Problem to solve → Pull each line with the string "study" from the entries.

Provided entries →
───

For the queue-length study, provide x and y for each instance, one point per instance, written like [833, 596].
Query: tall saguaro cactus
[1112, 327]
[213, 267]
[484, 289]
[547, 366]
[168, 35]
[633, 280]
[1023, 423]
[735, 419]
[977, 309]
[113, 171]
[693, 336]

───

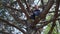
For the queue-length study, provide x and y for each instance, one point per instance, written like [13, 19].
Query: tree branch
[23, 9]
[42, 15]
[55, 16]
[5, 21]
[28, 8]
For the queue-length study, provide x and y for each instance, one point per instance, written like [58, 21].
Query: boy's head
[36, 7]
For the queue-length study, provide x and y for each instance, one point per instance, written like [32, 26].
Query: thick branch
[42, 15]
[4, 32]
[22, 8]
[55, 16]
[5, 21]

───

Response below →
For the queue-length study, provide x and y for each instance, one point per instance, written like [833, 596].
For the queue-length study, provide x and y for each instance, one point per instance, written like [13, 19].
For the queue-length study, provide x and y for each instance, one point per instance, written like [58, 21].
For the queue-length study, provide x and y for each instance, one point per instance, written like [32, 26].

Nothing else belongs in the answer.